» **Document section**:
-*-

San Francisco Designated Landmark
- Designated: November 4, 1984
- Reference no.: 175

= McLaren Lodge =

Building in San Francisco, California

McLaren Lodge is an historic building within Golden Gate Park in San Francisco, California, U.S.. Built in 1896, the building served dual use; as the home of the superintendent of the park department John McLaren, until his death in 1943; and also serves as the headquarters for the San Francisco Parks Department (now known as San Francisco Recreation & Parks Department). It is listed as a San Francisco designated landmark since 1984.

== History ==
The McLaren Lodge was built in 1896, and designed by architect Edward Robinson Swain. The rustic stone exterior is reminiscent of the earlier Richardsonian Romanesque-era. It is often described as having a Moorish–Gothic architectural style. It is located at the east end of Golden Gate Park.

-*-

» **Record extracts**:
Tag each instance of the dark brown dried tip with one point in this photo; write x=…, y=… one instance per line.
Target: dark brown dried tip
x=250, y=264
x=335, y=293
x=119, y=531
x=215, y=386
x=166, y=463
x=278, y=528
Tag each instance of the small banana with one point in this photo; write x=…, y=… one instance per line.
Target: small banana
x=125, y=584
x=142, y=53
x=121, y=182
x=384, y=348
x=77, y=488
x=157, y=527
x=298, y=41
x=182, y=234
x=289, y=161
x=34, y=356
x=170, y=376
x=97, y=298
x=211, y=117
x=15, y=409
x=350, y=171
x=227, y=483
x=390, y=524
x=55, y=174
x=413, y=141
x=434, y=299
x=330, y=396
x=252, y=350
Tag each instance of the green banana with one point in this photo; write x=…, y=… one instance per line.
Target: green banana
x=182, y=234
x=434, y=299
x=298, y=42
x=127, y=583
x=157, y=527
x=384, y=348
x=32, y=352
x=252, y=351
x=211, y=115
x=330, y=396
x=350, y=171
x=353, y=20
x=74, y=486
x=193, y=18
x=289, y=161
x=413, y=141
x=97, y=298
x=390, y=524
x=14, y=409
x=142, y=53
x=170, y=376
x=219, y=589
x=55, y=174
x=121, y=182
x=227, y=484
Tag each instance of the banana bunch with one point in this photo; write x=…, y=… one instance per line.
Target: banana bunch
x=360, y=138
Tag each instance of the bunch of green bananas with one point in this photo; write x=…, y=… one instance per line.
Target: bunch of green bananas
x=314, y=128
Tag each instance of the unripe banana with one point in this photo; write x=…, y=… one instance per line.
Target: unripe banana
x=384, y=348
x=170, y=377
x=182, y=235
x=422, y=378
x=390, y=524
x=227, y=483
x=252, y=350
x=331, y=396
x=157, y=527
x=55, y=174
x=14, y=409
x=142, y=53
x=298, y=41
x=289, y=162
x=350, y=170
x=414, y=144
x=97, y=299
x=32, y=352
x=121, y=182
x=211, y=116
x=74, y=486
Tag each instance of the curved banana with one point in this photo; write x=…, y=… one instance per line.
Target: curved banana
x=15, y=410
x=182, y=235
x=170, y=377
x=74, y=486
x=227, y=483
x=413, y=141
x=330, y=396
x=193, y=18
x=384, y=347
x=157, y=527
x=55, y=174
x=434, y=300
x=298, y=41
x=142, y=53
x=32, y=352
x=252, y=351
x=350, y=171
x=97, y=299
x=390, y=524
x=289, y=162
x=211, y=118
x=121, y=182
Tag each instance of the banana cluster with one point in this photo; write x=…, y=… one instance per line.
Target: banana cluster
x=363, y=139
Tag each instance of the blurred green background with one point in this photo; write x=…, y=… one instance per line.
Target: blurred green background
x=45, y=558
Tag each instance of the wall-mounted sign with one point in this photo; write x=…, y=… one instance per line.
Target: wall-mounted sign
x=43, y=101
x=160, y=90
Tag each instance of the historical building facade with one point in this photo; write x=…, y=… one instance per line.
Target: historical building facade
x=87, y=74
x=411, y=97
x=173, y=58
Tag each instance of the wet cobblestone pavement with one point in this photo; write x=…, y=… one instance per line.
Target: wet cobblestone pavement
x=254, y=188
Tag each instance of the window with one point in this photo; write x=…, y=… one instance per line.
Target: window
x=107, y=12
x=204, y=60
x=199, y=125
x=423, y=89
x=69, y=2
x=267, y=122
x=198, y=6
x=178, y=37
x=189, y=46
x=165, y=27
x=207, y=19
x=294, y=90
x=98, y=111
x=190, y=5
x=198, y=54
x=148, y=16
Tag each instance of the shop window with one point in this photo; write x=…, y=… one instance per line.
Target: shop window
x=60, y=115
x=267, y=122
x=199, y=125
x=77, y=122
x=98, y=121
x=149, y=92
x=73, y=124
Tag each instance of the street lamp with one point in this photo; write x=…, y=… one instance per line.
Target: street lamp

-*-

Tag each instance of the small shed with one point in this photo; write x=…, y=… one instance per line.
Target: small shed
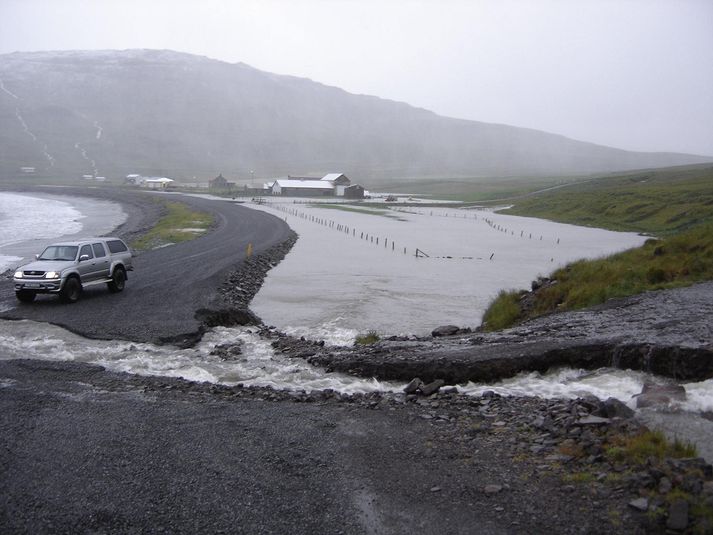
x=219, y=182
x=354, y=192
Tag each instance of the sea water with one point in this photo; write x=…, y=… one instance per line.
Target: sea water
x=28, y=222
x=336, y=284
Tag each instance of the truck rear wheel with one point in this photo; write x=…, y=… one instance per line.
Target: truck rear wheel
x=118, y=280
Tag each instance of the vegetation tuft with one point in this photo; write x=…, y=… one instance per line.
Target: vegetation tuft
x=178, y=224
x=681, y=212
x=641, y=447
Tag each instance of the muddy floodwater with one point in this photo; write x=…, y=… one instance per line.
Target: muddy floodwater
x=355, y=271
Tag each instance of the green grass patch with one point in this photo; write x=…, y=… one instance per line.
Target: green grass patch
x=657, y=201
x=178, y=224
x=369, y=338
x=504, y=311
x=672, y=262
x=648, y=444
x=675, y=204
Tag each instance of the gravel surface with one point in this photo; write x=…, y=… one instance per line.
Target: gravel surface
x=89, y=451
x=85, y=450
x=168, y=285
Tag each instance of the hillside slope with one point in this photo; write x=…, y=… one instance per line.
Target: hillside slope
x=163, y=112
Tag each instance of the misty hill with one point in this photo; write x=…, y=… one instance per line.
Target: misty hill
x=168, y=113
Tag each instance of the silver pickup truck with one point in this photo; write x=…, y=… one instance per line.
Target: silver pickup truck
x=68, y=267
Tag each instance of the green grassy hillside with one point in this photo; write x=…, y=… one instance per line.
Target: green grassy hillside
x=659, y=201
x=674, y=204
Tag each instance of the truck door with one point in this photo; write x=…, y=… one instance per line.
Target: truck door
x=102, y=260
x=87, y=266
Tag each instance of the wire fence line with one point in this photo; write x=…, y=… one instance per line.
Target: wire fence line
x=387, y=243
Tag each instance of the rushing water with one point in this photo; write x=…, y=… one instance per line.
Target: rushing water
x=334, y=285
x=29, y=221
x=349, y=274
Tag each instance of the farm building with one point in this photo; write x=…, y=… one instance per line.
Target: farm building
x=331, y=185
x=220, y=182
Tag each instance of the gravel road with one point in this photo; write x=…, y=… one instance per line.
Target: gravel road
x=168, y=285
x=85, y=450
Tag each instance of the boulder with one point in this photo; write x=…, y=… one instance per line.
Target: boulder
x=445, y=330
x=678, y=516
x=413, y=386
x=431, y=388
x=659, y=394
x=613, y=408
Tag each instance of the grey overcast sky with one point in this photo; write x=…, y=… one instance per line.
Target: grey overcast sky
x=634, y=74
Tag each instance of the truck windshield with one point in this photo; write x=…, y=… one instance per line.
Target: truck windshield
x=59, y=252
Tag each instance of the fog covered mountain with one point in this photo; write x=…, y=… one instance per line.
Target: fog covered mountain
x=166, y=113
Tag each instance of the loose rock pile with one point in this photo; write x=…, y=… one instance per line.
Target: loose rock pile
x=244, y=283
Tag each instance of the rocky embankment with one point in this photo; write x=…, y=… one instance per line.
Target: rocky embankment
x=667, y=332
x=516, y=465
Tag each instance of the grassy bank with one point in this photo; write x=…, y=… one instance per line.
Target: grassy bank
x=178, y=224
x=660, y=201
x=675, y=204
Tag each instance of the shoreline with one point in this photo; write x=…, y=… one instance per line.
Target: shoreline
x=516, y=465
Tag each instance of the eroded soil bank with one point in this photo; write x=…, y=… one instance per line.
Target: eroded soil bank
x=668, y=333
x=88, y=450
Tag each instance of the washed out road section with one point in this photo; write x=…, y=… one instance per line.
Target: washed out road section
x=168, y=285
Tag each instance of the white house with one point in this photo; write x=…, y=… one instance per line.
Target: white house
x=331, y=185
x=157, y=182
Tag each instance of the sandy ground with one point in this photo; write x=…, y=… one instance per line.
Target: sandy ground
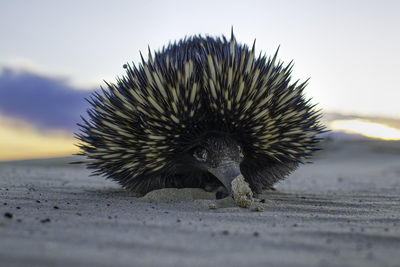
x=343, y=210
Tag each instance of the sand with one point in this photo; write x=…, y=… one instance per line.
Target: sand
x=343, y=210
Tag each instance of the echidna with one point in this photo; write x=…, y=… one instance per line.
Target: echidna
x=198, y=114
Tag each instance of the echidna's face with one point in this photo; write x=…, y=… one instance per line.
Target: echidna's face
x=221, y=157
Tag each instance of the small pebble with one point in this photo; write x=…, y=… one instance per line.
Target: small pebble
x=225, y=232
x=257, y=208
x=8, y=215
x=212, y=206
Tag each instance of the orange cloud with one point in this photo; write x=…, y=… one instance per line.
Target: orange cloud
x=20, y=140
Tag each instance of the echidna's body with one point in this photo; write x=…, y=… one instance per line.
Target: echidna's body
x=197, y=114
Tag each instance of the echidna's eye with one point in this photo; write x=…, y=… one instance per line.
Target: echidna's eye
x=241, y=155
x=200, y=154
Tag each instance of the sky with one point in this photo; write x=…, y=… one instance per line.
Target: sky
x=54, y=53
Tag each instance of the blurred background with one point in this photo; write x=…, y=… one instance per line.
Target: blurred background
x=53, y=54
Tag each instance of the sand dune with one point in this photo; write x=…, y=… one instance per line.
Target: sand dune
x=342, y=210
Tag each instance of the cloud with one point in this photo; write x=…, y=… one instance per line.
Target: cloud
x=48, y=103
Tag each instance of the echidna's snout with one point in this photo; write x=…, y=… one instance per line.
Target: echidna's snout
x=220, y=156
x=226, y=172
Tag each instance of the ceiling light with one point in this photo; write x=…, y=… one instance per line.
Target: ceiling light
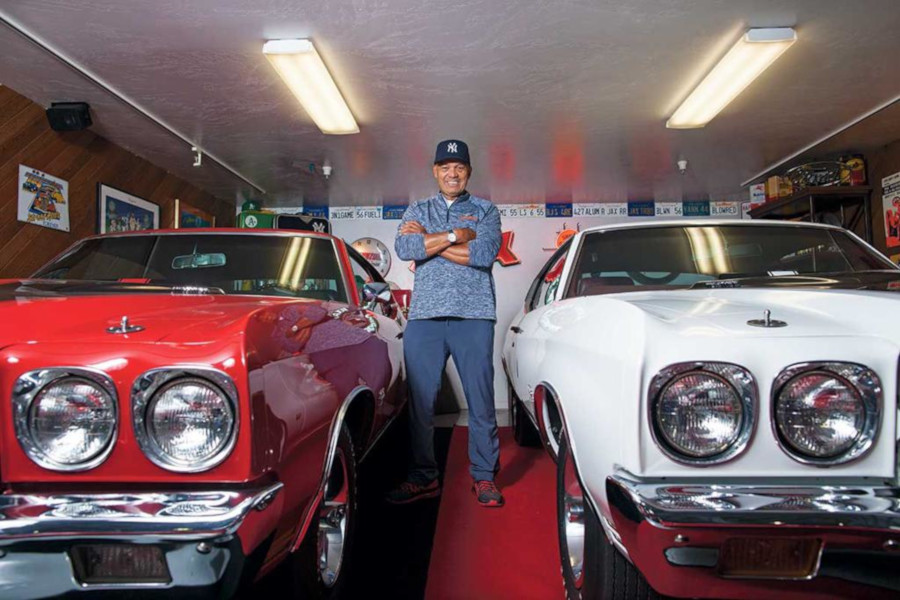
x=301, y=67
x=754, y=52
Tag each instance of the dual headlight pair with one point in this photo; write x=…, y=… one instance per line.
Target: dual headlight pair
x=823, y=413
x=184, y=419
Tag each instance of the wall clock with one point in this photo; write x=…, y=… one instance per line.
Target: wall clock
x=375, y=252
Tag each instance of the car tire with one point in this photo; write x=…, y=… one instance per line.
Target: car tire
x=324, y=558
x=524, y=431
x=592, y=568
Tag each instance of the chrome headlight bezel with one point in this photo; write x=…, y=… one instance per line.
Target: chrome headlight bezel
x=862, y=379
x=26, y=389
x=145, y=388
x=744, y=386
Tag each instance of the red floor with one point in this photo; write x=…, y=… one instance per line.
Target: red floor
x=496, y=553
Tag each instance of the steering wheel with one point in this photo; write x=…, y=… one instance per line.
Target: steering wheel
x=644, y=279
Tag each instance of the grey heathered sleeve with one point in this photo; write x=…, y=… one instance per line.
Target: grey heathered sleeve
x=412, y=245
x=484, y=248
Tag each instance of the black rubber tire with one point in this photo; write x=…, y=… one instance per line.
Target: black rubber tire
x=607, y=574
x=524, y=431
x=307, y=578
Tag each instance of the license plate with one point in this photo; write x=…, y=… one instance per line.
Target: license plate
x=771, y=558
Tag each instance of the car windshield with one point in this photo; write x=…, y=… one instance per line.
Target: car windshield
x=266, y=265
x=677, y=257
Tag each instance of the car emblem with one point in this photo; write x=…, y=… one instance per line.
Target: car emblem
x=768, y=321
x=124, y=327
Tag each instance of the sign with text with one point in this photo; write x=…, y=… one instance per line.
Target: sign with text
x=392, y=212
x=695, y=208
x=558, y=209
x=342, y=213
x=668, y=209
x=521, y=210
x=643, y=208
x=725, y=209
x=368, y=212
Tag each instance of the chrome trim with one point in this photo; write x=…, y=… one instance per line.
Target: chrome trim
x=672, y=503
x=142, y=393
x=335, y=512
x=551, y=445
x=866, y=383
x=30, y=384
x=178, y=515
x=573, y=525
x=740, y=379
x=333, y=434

-*-

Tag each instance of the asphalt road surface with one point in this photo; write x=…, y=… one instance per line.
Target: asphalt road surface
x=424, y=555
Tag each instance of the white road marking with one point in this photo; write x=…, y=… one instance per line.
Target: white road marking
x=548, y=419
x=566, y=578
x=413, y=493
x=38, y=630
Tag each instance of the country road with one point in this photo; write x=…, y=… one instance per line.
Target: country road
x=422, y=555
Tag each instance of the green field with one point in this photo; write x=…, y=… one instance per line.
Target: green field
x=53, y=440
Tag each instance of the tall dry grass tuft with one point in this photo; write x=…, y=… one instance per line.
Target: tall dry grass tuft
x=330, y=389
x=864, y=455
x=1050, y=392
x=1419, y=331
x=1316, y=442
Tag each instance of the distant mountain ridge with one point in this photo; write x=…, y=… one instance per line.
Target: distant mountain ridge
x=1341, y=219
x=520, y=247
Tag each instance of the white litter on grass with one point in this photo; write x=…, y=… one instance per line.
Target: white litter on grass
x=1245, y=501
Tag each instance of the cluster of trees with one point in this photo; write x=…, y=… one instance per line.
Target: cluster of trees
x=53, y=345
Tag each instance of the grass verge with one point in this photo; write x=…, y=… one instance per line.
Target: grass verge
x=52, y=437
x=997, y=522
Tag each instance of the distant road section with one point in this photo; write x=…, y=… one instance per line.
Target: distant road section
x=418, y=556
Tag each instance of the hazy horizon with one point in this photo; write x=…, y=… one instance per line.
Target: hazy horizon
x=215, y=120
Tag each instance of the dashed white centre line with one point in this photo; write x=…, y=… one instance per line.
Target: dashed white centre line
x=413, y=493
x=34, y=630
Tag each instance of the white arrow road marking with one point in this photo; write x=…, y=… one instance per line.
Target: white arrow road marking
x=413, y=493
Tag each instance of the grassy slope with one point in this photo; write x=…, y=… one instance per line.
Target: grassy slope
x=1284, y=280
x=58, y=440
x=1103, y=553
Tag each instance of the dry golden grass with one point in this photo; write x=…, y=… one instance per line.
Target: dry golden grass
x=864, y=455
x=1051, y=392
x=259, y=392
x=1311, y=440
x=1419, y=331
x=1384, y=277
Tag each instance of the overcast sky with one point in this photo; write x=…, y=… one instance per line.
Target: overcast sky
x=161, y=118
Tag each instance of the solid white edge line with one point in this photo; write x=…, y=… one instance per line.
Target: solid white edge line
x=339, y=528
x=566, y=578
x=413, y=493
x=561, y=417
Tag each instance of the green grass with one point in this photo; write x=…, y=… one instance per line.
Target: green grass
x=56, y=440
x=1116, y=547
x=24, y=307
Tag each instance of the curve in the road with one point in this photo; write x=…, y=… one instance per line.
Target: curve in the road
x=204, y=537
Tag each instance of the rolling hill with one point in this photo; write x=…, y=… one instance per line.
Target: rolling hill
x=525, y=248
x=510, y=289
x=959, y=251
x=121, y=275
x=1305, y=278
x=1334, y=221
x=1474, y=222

-*-

» **Problem set**:
1. Which architect designed the building described in the McLaren Lodge article?
2. Extend the McLaren Lodge article with the section that would come next after its final sentence.

» **Results in order**:
1. Edward Robinson Swain

2.
The building served as the home of the San Francisco park department's fifth superintendent John McLaren, until his death in 1943. The building also serves as the headquarters for the San Francisco Parks Department (now known as San Francisco Recreation & Parks Department) since it was built. It was officially named McLaren Lodge by the city parks commission in February 1943, weeks after McLaren's death.

The housing portion of the building contains six bedrooms. From 1943 until May 1950, Julian L. Girod became the sixth superintendent of the park department and moved into the housing portion of the building. After the Girod family left, the building sections were combined to create the newly formed, San Francisco Recreation & Parks Department.